== PROBLEM DESCRIPTION ==
Count the lines in the listing below that contain the word "towel", and give only that number.

== DATASET ENTRIES ==
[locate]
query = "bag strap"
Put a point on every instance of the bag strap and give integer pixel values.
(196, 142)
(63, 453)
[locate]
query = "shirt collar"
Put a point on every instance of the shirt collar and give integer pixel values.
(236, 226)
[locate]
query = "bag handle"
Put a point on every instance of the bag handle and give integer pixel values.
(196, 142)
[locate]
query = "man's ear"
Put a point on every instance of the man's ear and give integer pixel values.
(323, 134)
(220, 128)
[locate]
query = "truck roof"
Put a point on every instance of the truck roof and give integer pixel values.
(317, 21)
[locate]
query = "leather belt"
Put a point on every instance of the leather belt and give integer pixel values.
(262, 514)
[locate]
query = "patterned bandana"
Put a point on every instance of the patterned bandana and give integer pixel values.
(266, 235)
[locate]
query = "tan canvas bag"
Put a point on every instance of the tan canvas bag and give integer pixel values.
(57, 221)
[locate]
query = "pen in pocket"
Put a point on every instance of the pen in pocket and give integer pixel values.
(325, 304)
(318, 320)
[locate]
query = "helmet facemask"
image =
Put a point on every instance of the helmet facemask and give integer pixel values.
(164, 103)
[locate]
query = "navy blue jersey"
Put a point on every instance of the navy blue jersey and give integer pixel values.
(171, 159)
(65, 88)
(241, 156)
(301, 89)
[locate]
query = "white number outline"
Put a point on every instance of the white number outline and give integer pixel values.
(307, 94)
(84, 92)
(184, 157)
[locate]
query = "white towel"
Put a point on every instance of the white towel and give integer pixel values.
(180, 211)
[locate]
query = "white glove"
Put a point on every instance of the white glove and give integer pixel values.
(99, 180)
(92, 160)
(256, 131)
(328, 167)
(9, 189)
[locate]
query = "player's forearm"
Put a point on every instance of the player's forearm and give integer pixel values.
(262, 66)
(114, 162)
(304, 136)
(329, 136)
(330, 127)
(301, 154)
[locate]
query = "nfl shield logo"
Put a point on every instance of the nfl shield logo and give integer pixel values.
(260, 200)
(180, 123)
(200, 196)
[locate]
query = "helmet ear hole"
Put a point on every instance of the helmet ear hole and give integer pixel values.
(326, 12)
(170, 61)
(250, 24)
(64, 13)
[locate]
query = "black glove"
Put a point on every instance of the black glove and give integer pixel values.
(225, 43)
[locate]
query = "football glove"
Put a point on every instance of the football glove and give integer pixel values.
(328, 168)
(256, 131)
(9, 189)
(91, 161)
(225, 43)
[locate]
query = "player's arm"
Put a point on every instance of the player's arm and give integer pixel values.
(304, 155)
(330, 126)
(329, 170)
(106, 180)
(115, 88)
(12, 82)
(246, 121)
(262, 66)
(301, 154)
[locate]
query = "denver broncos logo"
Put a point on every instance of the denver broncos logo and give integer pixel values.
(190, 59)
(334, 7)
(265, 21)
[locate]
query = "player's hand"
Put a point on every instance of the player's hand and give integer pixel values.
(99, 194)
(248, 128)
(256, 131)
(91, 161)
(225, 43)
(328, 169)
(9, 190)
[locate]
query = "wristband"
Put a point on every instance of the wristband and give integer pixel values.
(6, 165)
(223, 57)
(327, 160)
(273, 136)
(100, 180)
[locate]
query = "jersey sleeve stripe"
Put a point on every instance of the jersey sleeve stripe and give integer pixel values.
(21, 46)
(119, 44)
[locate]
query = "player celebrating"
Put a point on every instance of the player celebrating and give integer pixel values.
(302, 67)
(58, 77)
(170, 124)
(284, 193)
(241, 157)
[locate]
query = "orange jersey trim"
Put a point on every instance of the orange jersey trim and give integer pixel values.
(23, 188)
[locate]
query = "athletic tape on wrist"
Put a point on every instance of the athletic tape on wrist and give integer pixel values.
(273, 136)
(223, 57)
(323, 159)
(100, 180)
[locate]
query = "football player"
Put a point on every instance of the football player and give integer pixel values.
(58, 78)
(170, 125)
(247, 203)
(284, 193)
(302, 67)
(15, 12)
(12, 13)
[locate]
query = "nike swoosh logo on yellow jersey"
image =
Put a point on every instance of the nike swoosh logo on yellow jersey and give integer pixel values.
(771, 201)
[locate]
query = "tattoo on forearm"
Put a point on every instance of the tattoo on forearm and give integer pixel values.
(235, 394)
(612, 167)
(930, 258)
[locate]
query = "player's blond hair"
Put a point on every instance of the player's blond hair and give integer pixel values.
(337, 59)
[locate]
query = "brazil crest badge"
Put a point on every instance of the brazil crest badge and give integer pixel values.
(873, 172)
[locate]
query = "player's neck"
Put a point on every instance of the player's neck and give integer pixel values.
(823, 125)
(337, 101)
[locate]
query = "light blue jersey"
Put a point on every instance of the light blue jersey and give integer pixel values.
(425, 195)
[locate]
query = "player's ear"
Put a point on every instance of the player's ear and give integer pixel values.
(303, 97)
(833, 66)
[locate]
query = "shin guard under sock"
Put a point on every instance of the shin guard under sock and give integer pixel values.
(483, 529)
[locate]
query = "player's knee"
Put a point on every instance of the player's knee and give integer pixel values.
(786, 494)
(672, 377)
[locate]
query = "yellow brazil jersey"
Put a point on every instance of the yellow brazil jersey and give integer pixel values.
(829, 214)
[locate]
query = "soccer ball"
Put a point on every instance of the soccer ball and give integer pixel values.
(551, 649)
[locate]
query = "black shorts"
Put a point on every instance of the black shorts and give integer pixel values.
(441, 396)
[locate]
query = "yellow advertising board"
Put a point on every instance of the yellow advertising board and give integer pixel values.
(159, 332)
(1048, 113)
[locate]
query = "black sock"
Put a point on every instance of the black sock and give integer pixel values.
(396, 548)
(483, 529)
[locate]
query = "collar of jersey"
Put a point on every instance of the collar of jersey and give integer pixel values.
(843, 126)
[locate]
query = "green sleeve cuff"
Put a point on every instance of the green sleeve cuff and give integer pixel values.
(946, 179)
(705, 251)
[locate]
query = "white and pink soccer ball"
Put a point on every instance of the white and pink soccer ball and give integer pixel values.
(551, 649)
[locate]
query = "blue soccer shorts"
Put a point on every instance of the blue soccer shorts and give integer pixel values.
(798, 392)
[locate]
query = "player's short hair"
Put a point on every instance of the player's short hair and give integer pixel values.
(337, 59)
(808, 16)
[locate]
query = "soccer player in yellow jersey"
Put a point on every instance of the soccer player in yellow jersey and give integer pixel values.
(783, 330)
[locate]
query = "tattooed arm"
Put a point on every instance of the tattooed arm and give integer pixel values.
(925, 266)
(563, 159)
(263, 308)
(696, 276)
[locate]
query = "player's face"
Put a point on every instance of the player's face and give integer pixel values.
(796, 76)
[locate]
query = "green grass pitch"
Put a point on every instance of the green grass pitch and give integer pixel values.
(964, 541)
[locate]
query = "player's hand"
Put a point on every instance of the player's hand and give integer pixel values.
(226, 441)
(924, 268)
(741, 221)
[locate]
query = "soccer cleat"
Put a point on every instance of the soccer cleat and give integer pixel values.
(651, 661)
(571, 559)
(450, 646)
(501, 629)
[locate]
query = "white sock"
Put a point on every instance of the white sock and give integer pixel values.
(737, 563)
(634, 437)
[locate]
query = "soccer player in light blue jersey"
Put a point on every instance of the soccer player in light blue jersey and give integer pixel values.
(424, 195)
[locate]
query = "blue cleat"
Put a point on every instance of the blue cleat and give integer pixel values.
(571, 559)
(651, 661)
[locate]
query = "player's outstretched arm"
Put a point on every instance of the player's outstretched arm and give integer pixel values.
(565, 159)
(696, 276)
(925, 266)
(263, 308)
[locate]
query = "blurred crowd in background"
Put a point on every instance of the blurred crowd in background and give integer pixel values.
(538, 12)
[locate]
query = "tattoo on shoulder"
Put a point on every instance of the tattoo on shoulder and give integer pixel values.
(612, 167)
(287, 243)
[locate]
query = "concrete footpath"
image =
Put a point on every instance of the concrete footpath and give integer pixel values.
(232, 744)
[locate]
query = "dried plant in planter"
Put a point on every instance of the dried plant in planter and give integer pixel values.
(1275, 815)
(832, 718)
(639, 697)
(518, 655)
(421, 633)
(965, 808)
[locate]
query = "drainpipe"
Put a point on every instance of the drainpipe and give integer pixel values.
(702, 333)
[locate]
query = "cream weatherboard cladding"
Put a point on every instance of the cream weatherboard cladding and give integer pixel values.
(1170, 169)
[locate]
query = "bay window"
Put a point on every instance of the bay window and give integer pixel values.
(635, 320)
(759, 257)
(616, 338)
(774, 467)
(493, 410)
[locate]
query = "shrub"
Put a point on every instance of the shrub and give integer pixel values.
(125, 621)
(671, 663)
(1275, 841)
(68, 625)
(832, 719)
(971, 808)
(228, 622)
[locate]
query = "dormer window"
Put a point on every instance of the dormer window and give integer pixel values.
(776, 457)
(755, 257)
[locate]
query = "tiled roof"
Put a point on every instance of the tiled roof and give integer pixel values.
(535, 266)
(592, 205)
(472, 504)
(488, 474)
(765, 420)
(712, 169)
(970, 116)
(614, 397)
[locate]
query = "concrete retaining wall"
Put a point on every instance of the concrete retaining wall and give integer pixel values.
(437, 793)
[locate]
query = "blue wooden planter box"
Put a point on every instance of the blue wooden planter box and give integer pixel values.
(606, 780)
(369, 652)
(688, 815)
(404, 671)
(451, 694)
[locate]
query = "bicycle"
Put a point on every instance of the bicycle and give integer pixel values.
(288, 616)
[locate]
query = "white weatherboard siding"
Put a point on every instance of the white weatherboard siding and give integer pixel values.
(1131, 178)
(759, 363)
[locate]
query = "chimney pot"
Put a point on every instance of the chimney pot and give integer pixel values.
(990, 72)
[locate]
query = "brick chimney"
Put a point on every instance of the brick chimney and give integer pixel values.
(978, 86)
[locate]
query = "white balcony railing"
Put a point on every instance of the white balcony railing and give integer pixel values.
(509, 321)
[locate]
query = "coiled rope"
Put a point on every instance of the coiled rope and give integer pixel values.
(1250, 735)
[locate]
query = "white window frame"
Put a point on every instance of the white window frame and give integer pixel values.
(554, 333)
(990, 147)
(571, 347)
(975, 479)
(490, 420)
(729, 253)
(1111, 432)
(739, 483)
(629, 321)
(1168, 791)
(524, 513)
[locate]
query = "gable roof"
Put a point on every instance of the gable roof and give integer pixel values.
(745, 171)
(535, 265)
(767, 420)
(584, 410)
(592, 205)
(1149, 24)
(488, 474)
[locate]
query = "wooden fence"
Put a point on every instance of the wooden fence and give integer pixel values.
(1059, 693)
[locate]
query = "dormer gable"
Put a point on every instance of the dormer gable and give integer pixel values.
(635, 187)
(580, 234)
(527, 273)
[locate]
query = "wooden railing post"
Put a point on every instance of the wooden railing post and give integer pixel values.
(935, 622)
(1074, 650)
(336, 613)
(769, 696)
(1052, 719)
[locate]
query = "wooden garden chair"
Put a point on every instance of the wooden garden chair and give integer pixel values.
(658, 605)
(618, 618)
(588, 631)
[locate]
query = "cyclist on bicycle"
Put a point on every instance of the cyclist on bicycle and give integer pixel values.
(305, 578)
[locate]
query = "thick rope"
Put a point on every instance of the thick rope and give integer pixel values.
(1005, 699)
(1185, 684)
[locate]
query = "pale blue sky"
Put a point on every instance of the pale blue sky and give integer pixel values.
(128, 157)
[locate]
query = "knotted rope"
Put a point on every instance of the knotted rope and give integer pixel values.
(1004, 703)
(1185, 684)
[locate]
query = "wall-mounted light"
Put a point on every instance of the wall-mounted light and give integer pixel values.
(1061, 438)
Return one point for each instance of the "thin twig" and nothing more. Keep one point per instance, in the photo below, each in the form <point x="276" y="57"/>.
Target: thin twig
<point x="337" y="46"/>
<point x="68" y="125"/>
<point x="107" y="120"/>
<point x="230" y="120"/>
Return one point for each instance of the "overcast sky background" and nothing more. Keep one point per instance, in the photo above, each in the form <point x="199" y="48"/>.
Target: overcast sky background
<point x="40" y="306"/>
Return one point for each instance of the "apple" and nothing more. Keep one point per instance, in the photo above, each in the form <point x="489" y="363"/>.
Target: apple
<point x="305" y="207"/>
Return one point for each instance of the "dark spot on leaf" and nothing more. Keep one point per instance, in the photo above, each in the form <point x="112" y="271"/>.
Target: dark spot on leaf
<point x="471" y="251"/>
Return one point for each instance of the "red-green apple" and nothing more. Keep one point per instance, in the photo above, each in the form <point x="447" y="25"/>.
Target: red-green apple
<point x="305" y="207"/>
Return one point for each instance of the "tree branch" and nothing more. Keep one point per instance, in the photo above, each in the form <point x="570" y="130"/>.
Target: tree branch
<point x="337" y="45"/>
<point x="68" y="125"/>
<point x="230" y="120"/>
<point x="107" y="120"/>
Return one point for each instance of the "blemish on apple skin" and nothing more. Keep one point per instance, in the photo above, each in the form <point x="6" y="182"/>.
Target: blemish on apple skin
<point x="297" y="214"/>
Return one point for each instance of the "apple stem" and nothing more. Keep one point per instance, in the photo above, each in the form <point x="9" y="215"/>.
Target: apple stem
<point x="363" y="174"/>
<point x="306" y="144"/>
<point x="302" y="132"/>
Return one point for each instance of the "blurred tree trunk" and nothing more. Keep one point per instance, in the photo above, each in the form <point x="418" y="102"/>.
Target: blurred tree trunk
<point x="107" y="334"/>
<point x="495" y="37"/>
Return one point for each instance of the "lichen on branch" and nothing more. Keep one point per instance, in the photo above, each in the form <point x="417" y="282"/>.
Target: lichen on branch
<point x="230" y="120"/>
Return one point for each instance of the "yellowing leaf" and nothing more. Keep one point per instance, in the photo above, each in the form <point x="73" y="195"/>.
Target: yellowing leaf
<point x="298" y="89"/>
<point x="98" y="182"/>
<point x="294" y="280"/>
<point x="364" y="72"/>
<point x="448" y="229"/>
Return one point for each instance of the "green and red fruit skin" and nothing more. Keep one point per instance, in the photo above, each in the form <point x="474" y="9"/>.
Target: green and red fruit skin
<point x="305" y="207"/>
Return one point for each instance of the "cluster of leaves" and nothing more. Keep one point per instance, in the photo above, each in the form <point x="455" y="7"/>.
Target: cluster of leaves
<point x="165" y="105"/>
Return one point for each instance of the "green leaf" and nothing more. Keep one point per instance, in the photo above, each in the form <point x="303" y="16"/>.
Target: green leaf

== RIGHT ANSWER ==
2